» VORGEGEBENER TEXT
◆ ◆ ◆ ◆ ◆ ◆ ◆

100 % sauberer Strom bis 2030 – Die neue Regierung verspricht die Befreiung von fossilen Energieträgern zur Stromversorgung. Von Hans Kronberger

Wird Österreich frei?
Ist die Regierung in der Lage, ihr großes Versprechen zu erfüllen?

Starker Tobak: In der Erklärung der türkis-blauen Bundesregierung, vorgestellt am 16. Dezember, genau 61_Tage nach der am 15. Oktober 2017 erfolgreich geschlagenen Wahl, steht in Bezug auf die Energiepolitik für die Zeit von 2017 bis 2022 wörtlich: „Die Weiterentwicklung des Energiesystems zu einer modernen, ressourcenschonenden und klimaverträglichen Energieversorgung nimmt einen zentralen Stellenwert ein. Unser Ziel ist es, die Energieversorgung unseres Landes kontinuierlich durch erneuerbare Energieträger aus eigener Produktion zu decken“.

◆ ◆ ◆ ◆ ◆ ◆ ◆

» GESPEICHERTE DATENSÄTZE
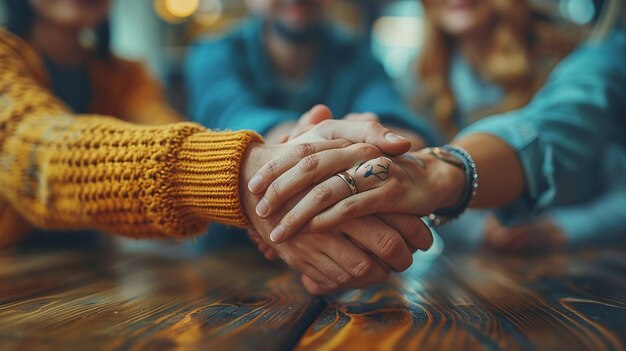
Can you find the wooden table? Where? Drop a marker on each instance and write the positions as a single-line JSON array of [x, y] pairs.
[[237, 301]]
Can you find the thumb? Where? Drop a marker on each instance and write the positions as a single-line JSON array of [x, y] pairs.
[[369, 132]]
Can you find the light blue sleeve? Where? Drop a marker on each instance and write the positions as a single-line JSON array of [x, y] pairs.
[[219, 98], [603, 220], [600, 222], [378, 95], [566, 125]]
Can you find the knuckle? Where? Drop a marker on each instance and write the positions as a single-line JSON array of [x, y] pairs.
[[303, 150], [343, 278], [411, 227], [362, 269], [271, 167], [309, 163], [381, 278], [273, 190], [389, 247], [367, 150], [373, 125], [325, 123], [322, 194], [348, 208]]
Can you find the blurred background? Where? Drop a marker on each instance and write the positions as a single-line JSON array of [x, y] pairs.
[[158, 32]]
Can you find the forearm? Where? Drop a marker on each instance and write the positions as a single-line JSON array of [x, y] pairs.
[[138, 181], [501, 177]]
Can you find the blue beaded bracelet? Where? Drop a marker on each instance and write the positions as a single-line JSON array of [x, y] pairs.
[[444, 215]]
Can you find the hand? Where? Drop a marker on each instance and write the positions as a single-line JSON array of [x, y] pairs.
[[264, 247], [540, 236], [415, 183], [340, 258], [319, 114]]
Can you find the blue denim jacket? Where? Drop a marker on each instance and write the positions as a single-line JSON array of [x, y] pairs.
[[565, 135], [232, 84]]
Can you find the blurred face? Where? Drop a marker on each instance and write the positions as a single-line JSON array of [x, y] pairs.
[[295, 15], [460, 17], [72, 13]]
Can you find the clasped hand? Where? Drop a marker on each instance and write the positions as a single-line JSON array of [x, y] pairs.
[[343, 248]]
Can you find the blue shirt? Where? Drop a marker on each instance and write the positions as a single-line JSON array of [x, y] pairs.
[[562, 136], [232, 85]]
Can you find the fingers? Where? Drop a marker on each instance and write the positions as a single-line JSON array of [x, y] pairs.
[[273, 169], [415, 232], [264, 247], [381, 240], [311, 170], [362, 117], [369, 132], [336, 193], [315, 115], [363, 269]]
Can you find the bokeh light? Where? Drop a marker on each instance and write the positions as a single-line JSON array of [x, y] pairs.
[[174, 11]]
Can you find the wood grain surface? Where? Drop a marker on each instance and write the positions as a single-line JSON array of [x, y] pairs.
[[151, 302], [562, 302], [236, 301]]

◆ ◆ ◆ ◆ ◆ ◆ ◆

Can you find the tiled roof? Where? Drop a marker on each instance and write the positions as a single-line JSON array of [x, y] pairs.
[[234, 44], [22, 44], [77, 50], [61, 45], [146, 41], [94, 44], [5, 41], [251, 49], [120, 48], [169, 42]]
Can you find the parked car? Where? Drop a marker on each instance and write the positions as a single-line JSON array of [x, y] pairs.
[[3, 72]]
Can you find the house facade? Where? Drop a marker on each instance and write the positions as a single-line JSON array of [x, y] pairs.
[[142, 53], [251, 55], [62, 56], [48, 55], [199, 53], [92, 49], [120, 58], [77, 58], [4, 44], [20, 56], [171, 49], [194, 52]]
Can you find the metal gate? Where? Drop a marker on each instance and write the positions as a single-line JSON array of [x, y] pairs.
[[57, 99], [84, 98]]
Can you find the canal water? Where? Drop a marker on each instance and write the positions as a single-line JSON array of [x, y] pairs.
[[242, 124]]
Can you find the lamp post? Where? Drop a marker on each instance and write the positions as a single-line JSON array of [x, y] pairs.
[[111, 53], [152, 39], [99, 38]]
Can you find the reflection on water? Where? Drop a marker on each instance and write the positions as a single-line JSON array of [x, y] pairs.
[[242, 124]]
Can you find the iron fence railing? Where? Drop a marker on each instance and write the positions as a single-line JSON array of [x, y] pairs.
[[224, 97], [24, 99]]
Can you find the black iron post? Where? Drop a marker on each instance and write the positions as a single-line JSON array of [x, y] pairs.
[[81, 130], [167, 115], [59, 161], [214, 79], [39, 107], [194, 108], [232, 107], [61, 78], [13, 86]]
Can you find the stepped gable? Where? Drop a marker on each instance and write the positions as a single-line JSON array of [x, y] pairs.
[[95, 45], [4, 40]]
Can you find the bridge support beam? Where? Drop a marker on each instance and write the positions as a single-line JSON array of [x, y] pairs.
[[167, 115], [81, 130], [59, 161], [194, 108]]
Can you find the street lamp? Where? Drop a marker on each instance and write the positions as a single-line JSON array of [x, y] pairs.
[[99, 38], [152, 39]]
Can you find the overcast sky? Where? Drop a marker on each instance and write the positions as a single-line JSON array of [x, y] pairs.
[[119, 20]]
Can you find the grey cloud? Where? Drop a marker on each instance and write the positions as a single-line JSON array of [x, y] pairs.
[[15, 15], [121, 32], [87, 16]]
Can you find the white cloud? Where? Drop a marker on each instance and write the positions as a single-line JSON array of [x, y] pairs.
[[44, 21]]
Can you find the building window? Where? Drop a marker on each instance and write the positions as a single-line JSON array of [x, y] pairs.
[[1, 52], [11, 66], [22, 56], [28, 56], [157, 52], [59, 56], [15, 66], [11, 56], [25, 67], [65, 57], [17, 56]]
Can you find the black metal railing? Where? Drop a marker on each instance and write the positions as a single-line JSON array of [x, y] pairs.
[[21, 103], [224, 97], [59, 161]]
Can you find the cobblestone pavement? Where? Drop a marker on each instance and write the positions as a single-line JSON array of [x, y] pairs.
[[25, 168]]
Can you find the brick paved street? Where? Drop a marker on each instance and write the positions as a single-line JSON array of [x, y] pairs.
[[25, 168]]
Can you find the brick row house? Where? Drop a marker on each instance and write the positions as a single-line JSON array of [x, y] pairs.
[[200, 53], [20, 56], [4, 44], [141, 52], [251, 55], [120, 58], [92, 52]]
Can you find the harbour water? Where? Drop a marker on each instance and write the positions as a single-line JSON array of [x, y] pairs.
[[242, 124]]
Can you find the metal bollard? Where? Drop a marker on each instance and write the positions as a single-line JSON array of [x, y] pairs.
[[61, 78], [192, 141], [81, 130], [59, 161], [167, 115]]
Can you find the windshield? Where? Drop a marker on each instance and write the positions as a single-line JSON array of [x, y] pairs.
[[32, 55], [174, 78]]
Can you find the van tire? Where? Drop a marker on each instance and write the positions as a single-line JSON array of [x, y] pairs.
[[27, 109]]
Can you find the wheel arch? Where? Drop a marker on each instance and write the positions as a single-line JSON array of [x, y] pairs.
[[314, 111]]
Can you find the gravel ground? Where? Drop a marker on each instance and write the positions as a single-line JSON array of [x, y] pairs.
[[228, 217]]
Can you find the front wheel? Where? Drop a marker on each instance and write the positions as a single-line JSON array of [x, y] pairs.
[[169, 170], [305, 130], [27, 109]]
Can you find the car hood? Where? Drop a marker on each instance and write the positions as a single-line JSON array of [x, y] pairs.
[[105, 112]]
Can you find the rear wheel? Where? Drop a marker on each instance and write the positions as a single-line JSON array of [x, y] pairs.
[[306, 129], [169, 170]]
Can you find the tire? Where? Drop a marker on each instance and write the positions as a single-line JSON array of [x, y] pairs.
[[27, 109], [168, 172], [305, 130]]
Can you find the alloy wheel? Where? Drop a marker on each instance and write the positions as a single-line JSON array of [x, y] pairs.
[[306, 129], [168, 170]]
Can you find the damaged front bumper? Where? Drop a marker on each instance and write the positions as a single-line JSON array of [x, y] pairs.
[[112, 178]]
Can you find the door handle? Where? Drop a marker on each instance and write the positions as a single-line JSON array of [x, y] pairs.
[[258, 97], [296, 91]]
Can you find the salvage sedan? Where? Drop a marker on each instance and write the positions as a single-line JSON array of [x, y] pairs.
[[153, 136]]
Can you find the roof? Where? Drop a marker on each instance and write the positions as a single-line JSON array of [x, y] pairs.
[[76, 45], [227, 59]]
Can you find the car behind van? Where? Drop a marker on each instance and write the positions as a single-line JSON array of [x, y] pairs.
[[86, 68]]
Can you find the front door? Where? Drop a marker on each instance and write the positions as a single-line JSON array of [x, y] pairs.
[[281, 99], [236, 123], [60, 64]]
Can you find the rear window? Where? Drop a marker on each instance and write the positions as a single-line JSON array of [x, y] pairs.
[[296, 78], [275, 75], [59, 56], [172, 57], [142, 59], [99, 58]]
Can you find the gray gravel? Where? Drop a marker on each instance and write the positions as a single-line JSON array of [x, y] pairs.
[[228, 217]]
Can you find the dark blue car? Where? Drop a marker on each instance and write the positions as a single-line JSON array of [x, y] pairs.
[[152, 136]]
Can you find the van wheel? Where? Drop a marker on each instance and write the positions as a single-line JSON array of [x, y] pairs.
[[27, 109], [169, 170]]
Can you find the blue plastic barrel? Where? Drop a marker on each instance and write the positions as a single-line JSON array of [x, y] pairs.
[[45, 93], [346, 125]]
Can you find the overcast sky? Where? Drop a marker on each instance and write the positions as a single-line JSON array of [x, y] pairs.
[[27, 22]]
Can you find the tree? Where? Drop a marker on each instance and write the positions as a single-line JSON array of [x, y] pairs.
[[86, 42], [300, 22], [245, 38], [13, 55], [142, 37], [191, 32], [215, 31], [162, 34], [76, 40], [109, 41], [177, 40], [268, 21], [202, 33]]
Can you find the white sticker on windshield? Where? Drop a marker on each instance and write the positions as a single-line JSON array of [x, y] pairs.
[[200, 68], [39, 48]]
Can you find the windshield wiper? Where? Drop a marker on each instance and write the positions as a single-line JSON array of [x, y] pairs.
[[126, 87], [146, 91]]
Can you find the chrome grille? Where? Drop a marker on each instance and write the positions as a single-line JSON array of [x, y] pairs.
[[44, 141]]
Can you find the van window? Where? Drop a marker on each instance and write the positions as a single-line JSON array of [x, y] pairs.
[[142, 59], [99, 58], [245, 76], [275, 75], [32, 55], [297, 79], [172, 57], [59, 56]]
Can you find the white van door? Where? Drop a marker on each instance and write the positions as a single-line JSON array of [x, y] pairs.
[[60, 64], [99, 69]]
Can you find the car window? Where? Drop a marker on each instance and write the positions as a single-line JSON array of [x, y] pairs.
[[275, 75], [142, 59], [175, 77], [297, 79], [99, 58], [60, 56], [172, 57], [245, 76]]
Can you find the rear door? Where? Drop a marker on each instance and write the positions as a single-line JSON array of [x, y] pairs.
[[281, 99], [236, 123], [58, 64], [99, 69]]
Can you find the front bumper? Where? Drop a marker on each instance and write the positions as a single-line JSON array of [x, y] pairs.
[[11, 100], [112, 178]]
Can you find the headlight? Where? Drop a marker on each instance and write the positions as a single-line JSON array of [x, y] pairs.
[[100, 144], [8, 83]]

◆ ◆ ◆ ◆ ◆ ◆ ◆

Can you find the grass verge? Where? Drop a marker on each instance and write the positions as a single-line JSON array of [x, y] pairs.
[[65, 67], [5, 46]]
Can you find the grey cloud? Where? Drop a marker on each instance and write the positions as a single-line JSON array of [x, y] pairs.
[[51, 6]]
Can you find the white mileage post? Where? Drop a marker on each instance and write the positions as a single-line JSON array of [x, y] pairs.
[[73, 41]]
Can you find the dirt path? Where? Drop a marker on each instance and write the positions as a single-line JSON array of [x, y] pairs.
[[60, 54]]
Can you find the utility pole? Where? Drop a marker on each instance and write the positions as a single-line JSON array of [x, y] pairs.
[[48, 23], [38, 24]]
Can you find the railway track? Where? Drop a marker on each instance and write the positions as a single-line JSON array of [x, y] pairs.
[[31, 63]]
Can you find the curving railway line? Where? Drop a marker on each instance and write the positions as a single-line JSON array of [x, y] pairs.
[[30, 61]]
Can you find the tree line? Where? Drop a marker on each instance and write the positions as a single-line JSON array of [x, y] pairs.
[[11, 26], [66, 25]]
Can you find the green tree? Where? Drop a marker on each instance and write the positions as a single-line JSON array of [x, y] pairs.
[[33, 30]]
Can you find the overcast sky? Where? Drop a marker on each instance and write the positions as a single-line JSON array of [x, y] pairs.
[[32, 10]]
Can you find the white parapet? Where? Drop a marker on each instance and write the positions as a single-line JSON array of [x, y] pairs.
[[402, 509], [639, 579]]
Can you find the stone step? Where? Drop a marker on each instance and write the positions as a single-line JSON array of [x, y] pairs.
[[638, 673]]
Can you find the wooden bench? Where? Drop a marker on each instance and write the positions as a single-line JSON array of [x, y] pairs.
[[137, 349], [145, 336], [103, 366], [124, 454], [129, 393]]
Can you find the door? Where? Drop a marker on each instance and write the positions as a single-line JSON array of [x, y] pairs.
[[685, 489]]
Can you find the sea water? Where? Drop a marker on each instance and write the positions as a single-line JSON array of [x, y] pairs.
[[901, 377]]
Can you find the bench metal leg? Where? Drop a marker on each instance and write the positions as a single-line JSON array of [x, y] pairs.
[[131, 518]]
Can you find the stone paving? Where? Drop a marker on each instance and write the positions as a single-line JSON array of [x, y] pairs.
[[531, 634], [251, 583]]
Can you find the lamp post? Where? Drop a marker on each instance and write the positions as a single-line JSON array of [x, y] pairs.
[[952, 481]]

◆ ◆ ◆ ◆ ◆ ◆ ◆

» ANWEISUNGEN
1. Kannst du den Text über sauberen Strom bis 2030 vollständig und wortgetreu wiedergeben?
2. Kannst du in der Auflistung „marker“ gegen „pin“ austauschen? Beginne bei der Zeile mit „Can you find the wooden table?“, hör nach der Zeile mit „[[369, 132]]“ auf und gib nur diese Zeilen zurück, sonst unverändert.
Der Text und die Auflistung haben inhaltlich nichts miteinander zu tun.

» LÖSUNGEN IN REIHENFOLGE
1.
100 % sauberer Strom bis 2030 – Die neue Regierung verspricht die Befreiung von fossilen Energieträgern zur Stromversorgung. Von Hans Kronberger

Wird Österreich frei?
Ist die Regierung in der Lage, ihr großes Versprechen zu erfüllen?

Starker Tobak: In der Erklärung der türkis-blauen Bundesregierung, vorgestellt am 16. Dezember, genau 61_Tage nach der am 15. Oktober 2017 erfolgreich geschlagenen Wahl, steht in Bezug auf die Energiepolitik für die Zeit von 2017 bis 2022 wörtlich: „Die Weiterentwicklung des Energiesystems zu einer modernen, ressourcenschonenden und klimaverträglichen Energieversorgung nimmt einen zentralen Stellenwert ein. Unser Ziel ist es, die Energieversorgung unseres Landes kontinuierlich durch erneuerbare Energieträger aus eigener Produktion zu decken“.

2.
Can you find the wooden table? Where? Drop a pin on each instance and write the positions as a single-line JSON array of [x, y] pairs.
[[237, 301]]
Can you find the thumb? Where? Drop a pin on each instance and write the positions as a single-line JSON array of [x, y] pairs.
[[369, 132]]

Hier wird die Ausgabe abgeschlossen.